→ Your goal
Render every line of the data below as a numbered list, omitting blank lines.

▽

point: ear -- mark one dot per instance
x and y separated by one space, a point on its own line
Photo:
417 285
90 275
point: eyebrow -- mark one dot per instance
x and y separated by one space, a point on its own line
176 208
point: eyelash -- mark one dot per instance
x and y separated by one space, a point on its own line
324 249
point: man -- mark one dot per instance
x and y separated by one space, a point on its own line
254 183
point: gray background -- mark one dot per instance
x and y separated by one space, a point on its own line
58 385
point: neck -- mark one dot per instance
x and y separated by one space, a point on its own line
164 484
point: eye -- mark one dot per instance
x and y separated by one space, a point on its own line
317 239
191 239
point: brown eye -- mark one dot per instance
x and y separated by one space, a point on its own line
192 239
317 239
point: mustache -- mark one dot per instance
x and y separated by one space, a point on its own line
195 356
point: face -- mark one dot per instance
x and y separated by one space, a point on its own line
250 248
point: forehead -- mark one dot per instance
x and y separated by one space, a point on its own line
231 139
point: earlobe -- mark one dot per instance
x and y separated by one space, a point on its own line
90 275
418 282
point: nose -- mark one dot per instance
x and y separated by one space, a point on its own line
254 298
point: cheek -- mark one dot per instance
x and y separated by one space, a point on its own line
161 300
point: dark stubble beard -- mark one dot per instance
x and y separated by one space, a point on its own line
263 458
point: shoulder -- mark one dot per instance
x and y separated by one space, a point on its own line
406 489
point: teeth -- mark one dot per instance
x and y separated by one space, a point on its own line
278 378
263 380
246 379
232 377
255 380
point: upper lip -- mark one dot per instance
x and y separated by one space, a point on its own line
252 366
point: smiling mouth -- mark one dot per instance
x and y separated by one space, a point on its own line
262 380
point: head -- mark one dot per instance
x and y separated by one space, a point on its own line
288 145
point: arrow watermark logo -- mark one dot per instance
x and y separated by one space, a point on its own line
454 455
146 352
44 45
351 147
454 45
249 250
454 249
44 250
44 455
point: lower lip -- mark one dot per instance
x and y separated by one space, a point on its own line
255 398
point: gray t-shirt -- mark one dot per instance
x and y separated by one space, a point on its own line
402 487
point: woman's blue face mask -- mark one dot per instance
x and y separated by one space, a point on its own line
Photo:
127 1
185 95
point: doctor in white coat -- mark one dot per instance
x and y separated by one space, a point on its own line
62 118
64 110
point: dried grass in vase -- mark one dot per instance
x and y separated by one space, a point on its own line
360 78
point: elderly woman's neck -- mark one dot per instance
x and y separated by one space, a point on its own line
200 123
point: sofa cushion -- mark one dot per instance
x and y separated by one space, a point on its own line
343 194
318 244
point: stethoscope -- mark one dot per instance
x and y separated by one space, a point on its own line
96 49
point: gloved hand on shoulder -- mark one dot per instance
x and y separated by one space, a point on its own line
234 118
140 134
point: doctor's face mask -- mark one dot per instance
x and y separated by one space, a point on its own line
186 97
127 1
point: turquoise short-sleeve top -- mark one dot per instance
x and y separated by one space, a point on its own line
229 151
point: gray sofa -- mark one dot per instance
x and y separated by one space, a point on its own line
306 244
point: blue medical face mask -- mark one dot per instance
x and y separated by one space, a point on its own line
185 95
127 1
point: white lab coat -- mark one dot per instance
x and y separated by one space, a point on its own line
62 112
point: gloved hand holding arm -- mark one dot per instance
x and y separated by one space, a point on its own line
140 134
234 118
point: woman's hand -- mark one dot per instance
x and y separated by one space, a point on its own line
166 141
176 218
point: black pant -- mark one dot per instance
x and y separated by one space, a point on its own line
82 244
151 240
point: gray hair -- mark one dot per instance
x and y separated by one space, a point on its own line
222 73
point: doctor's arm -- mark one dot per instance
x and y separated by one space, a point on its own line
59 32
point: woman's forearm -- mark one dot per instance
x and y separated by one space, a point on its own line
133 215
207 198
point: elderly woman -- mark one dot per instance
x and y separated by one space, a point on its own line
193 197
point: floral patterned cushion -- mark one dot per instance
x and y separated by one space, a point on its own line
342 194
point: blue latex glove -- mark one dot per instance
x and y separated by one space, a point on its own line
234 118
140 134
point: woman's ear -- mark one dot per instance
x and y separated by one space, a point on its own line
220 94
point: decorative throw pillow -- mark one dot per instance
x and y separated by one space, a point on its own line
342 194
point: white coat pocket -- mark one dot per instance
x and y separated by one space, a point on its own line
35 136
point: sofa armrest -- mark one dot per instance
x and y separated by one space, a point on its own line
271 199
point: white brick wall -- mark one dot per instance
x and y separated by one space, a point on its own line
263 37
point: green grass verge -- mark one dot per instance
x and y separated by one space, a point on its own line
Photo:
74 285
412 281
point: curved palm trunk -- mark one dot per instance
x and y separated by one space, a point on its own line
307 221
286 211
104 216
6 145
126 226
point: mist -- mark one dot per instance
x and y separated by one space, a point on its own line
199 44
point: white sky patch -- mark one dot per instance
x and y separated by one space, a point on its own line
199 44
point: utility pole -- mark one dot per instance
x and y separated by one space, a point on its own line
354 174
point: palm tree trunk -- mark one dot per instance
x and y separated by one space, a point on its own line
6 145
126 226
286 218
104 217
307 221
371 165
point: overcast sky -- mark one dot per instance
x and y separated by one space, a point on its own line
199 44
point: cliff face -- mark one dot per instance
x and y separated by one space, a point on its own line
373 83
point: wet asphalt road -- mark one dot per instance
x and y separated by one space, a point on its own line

△

→ Exercise solution
1. point: ear -- mark one dot per instance
2. x and y separated by one space, a point on its own line
3. Photo:
4. 417 285
5. 90 275
6. point: eyebrow -- mark one dot per instance
7. x and y separated by one space, a point on its own line
8. 176 208
9. point: eyelash -- mark one dot per instance
10. x and y separated by one space, a point on its own line
11. 324 249
12. point: man -- mark one dot per instance
13. x and y separated by one space, a point on its own line
14. 254 183
15. point: gray background -- mark one dot per instance
16. x and y separated by one space, a point on its own line
17. 58 385
18. point: neck -- mark one dot per instance
19. x and y separated by one space, a point on its own line
20. 164 484
21. point: eye -- mark one dot per instance
22. x and y separated by one space, a point on its own line
23. 317 239
24. 191 239
25. point: brown eye -- mark one dot per instance
26. x and y separated by one space, a point on its own line
27. 192 239
28. 317 239
29. point: mustache -- mark one dot per instance
30. x and y separated by one space, a point on its own line
31. 195 356
32. point: face -- mark one dot per instance
33. x and y separated by one space, a point on its own line
34. 250 248
35. point: forehead -- mark one dot per instance
36. x and y separated by one space, a point on its own line
37. 231 139
38. point: earlobe -- mark one dot per instance
39. x and y separated by one space, a point on its own line
40. 90 275
41. 418 282
42. point: nose -- mark one dot per instance
43. x and y separated by one space, a point on its own line
44. 254 298
45. point: cheek -- mark one dot per instance
46. x and y separated by one space, a point on its own line
47. 161 300
48. point: dark stubble beard -- mark one dot per instance
49. x and y separated by one space, a point on its own line
50. 263 458
51. point: shoulder -- mark one dot per instance
52. x and y separated by one space, a point on its own line
53. 406 489
54. point: teeth -- mark one dot per instance
55. x and y separated by one space, a point on its own line
56. 278 378
57. 263 380
58. 246 379
59. 232 377
60. 255 380
61. point: upper lip -- mark one dot per instance
62. x and y separated by one space, a point on its own line
63. 252 366
64. point: smiling mouth -- mark one dot per instance
65. x and y separated by one space, a point on its own line
66. 262 380
67. point: head -- mark one dot per instance
68. x and y separated by one space, a point on its own line
69. 288 145
70. point: arrow watermark logo -- mark one dot per instance
71. x and y separated by one space, a point on its own line
72. 454 455
73. 146 352
74. 44 45
75. 351 147
76. 454 45
77. 249 250
78. 454 249
79. 44 250
80. 44 455
81. point: lower lip -- mark one dot per instance
82. x and y separated by one space, a point on its own line
83. 255 398
84. point: gray t-shirt -- mark one dot per instance
85. x and y separated by one space, a point on its own line
86. 402 487
87. point: woman's blue face mask -- mark one dot per instance
88. x and y separated by one space, a point on its own line
89. Photo:
90. 127 1
91. 185 95
92. point: doctor in white coat -- mark one dot per instance
93. x and y separated by one space, a point on its own line
94. 62 118
95. 64 110
96. point: dried grass in vase -- mark one dot per instance
97. x and y separated by one space, a point on its own line
98. 360 78
99. point: elderly woman's neck -- mark one dot per instance
100. x and y separated by one space, a point on its own line
101. 200 123
102. point: sofa cushion -- mark one dot per instance
103. x and y separated by one space, a point on its own line
104. 343 194
105. 318 244
106. point: stethoscope -- mark one dot per instance
107. x and y separated by one space, a point on its own line
108. 96 49
109. point: gloved hand on shoulder -- mark one dot per instance
110. x and y separated by one space, a point on its own line
111. 234 118
112. 140 134
113. point: doctor's face mask -- mark one dot per instance
114. x and y separated by one space, a point on its own line
115. 186 97
116. 127 1
117. point: turquoise short-sleeve top -- mark one dot per instance
118. x and y separated by one space, a point on its own line
119. 229 151
120. point: gray sofa -- mark one dot per instance
121. x and y separated by one space, a point on its own line
122. 306 244
123. point: blue medical face mask -- mark one dot per instance
124. x and y separated by one space, a point on its own line
125. 185 95
126. 127 1
127. point: white lab coat -- mark one dot per instance
128. x and y separated by one space, a point on its own line
129. 62 112
130. point: gloved hand holding arm -- mark one dot per instance
131. x and y separated by one space, a point on its own line
132. 140 134
133. 234 118
134. point: woman's hand -- mark one dot per instance
135. x and y separated by one space, a point on its own line
136. 166 141
137. 176 218
138. point: black pant -- mark one dot per instance
139. x and y separated by one space, a point on its own line
140. 82 244
141. 151 240
142. point: gray hair -- mark one dot per instance
143. x and y separated by one space, a point on its own line
144. 222 73
145. point: doctor's arm -- mark one dot per instance
146. x and y separated by one space, a point on its own line
147. 59 32
148. point: woman's forearm -- mark one dot per instance
149. x and y separated by one space, a point on its own line
150. 133 215
151. 207 198
152. point: elderly woman -- mark one dot per instance
153. x and y separated by one space, a point on its own line
154. 193 197
155. point: floral patterned cushion -- mark one dot per instance
156. x and y separated by one space, a point on its own line
157. 342 194
158. point: blue latex glove -- mark one dot per instance
159. x and y separated by one space, a point on its own line
160. 234 118
161. 140 134
162. point: woman's ear -- mark one dot per instance
163. x and y separated by one space, a point on its own line
164. 220 94
165. point: decorative throw pillow -- mark one dot per instance
166. x and y separated by one space, a point on its own line
167. 342 194
168. point: white coat pocket -- mark one dot per instance
169. x and y separated by one space, a point on its own line
170. 35 136
171. point: sofa armrest -- mark one dot per instance
172. x and y separated by one space, a point on its own line
173. 271 199
174. point: white brick wall -- mark one dot per instance
175. x and y separated by one space, a point on its own line
176. 263 37
177. point: green grass verge -- mark one dot per instance
178. x and y separated by one space, a point on its own line
179. Photo:
180. 74 285
181. 412 281
182. point: curved palm trunk -- mark one dot per instance
183. x and y separated by one space, a point on its own line
184. 307 221
185. 286 211
186. 104 216
187. 6 145
188. 126 226
189. point: mist -- mark one dot per instance
190. x and y separated by one space, a point on its own line
191. 199 44
192. point: white sky patch -- mark one dot per instance
193. x and y separated by one space, a point on its own line
194. 199 44
195. point: utility pole -- mark one dot per instance
196. x and y separated by one space, a point on its own line
197. 354 174
198. point: palm tree trunk -- mark one dot per instance
199. x and y separated by one space, a point on its own line
200. 6 145
201. 126 226
202. 286 218
203. 104 217
204. 307 221
205. 371 165
206. point: overcast sky -- mark one dot per instance
207. x and y separated by one space, a point on its own line
208. 199 44
209. point: cliff face -- mark one dot per instance
210. x and y separated by one space, a point on its own line
211. 373 83
212. point: wet asphalt road -- mark one dot per instance
213. x and y separated by one space, a point on its own line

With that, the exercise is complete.